La scuola dei diritti

di Carlo Gnetti

Quali sono le ragioni profonde degli avvenimenti che nelle scorse settimane e nei mesi passati hanno messo in subbuglio la società francese, prima nelle “banlieues” delle grandi città e poi nelle Università in seguito alla proposta – poi ritirata – di introdurre il Cpe (contrat de première embauche) per i giovani al primo impiego? In gioco vi sono ragioni legate alle incertezze del futuro e al rifiuto della precarizzazione, o ciò che è accaduto nasconde un malessere più profondo, che agita la società francese e i giovani in particolare? Abbiamo girato queste domande al sociologo Alain Touraine, docente universitario e attento osservatore della società francese ed europea.

“Gli avvenimenti danno già una risposta a queste domande, esordisce. Il carattere un po’ tecnico, limitato, del problema Cpe non concerneva solo gli studenti ma tutte le persone con un basso livello di educazione e di qualificazione. Ciò non spiega l’ampiezza del movimento ma mette in evidenza due aspetti. Il primo ha a che fare con la situazione concreta e immediata. È vero che in Francia vi è un tasso di disoccupazione tra i giovani ben più elevato di quello che riguarda l’insieme della popolazione. Molti studenti si mantengono agli studi facendo baby sitting, molti passano due o tre anni a fare stage o lavori di durata limitata. Ma al numero di giovani e di studenti molto più elevato rispetto al passato, e con prospettive professionali sempre peggiori, non corrisponde né crescita né mobilità sociale. In uno scenario di questo tipo il governo aveva deciso di sacrificare i giovani, a qualunque costo. Il merito del movimento degli studenti è stato di portare questa politica a conoscenza del grande pubblico e di rivelare un malessere che era presente nella società ma non era sufficientemente percepito dagli stessi politici”.

[Dati di etichettatura delle coordinate]
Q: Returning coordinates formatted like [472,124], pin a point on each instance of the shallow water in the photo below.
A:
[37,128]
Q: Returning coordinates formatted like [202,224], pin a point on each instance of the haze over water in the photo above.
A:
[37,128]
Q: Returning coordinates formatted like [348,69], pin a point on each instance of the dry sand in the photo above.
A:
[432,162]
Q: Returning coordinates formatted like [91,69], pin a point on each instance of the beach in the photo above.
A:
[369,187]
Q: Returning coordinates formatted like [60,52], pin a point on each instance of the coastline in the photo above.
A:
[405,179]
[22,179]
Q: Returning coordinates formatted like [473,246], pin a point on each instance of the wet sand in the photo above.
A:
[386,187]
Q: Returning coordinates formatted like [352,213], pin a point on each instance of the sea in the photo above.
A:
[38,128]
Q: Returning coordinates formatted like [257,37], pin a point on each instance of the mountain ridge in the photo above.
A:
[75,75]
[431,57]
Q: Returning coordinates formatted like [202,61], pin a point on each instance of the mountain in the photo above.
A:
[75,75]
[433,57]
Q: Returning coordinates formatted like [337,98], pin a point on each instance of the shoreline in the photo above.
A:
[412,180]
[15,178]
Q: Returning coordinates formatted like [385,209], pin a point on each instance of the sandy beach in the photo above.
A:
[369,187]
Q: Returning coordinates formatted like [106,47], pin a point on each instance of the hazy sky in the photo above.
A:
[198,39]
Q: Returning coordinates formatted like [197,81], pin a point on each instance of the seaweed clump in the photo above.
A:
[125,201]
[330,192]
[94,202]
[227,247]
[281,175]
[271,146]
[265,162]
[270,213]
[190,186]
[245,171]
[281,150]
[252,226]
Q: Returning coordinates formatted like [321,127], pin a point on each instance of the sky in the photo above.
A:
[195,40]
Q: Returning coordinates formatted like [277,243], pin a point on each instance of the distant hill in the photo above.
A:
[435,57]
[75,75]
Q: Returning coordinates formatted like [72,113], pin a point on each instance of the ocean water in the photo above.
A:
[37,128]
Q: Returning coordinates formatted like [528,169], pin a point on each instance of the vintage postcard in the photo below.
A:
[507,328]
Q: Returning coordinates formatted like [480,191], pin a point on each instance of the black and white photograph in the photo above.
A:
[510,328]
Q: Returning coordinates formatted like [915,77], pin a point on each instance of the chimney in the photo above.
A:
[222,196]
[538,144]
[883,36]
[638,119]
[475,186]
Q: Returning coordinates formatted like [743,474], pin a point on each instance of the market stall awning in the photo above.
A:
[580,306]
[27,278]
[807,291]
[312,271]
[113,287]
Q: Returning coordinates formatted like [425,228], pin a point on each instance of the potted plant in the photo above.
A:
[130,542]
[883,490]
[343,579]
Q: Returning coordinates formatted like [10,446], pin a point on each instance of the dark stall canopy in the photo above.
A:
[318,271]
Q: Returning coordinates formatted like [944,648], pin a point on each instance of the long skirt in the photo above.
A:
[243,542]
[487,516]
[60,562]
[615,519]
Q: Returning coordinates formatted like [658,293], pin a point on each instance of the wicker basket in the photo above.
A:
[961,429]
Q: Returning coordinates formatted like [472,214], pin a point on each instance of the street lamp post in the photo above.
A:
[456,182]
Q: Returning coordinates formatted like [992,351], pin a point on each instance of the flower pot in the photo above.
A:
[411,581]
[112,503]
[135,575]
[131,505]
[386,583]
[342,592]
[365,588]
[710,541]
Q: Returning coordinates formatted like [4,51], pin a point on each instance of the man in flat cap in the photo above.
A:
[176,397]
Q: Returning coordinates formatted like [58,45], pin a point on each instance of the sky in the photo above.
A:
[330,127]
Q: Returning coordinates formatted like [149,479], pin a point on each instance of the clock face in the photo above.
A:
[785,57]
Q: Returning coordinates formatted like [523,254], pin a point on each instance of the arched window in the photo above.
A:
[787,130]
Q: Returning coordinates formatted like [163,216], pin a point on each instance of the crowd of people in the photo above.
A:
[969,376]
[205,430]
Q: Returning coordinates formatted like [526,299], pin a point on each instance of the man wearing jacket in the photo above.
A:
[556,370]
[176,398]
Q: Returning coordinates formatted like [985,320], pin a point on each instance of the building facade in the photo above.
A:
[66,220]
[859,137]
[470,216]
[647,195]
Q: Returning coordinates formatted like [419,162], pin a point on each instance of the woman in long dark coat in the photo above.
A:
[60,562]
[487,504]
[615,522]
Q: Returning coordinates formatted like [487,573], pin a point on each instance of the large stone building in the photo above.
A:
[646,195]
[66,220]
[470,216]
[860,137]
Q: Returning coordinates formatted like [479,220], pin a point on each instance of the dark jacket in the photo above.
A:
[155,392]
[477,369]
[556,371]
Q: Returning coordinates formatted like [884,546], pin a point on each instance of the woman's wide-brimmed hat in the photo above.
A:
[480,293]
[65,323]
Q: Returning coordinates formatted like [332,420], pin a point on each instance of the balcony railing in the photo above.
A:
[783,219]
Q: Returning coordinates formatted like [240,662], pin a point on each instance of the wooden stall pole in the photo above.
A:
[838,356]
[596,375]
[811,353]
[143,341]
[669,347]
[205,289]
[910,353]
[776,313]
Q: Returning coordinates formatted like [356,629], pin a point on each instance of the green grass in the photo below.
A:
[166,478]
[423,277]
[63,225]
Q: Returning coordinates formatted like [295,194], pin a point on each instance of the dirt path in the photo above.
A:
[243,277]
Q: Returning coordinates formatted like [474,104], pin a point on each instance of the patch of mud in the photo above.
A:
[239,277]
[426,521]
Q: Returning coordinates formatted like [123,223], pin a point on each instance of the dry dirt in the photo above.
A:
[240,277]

--

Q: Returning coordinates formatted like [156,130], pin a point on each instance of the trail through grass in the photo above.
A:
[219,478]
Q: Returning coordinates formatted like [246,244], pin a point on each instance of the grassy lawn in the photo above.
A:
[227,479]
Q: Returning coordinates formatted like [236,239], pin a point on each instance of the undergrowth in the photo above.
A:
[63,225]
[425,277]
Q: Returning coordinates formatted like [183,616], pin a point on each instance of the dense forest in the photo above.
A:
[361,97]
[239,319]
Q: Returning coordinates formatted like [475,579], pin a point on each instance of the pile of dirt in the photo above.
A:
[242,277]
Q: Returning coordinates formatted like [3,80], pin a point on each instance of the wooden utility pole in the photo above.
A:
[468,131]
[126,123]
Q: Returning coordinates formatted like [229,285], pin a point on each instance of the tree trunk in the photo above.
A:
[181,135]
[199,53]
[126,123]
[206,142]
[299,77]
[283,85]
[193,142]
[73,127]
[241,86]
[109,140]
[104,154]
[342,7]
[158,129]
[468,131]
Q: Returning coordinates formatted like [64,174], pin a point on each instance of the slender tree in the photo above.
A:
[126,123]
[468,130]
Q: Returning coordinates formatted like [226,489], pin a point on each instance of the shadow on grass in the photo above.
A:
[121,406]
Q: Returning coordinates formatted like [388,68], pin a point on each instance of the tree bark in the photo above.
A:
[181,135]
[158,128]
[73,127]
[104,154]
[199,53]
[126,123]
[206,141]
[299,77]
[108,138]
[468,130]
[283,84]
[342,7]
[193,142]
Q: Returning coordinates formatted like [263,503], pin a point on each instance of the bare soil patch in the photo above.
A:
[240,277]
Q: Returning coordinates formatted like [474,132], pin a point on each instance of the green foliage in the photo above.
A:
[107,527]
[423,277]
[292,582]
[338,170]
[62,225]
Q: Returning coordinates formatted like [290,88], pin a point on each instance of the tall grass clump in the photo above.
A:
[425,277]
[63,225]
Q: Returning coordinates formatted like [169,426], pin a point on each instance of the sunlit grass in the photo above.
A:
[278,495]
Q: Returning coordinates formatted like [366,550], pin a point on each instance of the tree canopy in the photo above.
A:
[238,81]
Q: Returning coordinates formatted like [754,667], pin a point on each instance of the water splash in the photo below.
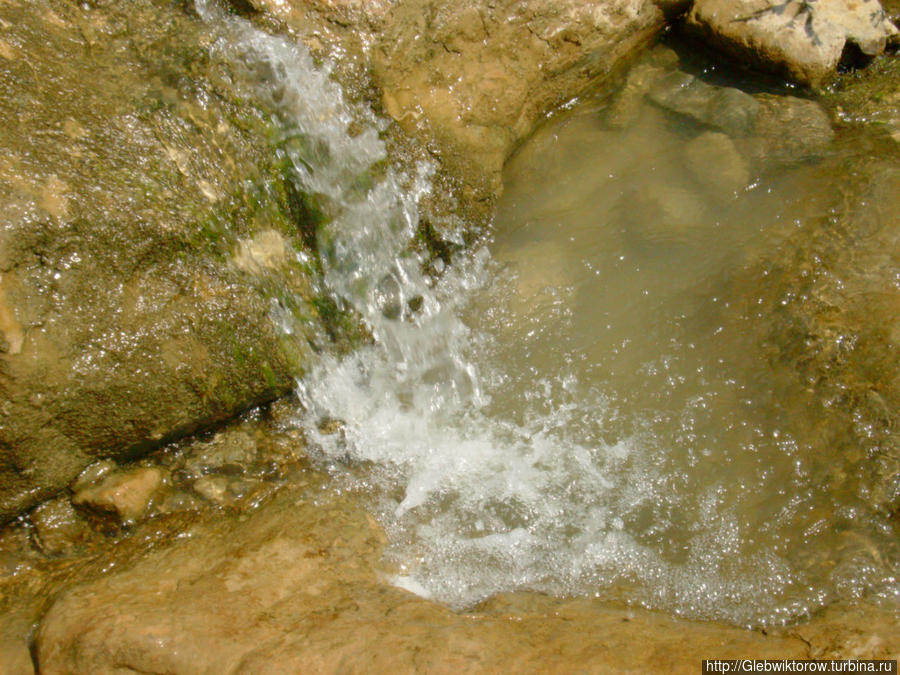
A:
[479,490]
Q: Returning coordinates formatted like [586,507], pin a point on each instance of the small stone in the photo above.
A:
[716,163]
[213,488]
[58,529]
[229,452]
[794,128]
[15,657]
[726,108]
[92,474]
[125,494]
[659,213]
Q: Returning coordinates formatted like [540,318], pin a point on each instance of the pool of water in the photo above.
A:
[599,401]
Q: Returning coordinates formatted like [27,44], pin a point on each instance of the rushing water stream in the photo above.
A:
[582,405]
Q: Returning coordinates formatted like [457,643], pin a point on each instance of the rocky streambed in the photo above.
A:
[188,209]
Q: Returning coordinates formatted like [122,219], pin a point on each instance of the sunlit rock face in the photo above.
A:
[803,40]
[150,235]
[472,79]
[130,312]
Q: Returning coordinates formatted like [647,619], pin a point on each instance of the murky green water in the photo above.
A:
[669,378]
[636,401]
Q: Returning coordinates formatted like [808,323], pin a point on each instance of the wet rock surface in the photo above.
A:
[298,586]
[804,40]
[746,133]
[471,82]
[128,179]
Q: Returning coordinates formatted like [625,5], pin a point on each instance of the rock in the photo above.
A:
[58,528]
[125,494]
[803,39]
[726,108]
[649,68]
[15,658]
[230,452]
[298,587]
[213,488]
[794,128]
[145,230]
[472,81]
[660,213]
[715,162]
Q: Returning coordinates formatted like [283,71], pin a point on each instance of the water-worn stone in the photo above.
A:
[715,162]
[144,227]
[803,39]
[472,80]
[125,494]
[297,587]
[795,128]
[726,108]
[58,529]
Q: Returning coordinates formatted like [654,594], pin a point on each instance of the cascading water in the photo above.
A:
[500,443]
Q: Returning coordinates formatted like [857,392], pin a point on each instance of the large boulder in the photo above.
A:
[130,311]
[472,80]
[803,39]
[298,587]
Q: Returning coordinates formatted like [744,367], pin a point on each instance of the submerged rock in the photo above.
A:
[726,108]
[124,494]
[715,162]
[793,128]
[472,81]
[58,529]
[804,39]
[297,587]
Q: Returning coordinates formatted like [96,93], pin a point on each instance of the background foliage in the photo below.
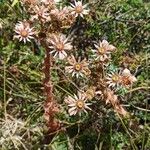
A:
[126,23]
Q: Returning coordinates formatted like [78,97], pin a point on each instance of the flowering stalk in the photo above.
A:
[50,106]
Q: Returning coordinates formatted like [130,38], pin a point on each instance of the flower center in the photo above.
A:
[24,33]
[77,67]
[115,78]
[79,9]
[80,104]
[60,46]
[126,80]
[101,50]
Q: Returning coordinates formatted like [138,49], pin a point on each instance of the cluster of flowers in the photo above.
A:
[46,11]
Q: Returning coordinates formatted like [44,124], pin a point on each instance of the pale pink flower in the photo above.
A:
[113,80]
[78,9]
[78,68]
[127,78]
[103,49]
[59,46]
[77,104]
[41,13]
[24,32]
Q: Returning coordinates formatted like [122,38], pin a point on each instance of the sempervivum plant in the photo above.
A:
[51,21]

## Indicazione 1:
Copia per favore dal testo sulla società francese il brano che va da "Quali sono le" fino a "francese ed europea." compreso.
## Indicazione 2:
Secondo il testo sulla società francese, che lavoro fanno molti studenti per mantenersi agli studi?
Le voci non hanno alcun legame con il testo sulla società francese.

## Risposta 1:
Quali sono le ragioni profonde degli avvenimenti che nelle scorse settimane e nei mesi passati hanno messo in subbuglio la società francese, prima nelle “banlieues” delle grandi città e poi nelle Università in seguito alla proposta – poi ritirata – di introdurre il Cpe (contrat de première embauche) per i giovani al primo impiego? In gioco vi sono ragioni legate alle incertezze del futuro e al rifiuto della precarizzazione, o ciò che è accaduto nasconde un malessere più profondo, che agita la società francese e i giovani in particolare? Abbiamo girato queste domande al sociologo Alain Touraine, docente universitario e attento osservatore della società francese ed europea.

## Risposta 2:
Fanno baby sitting.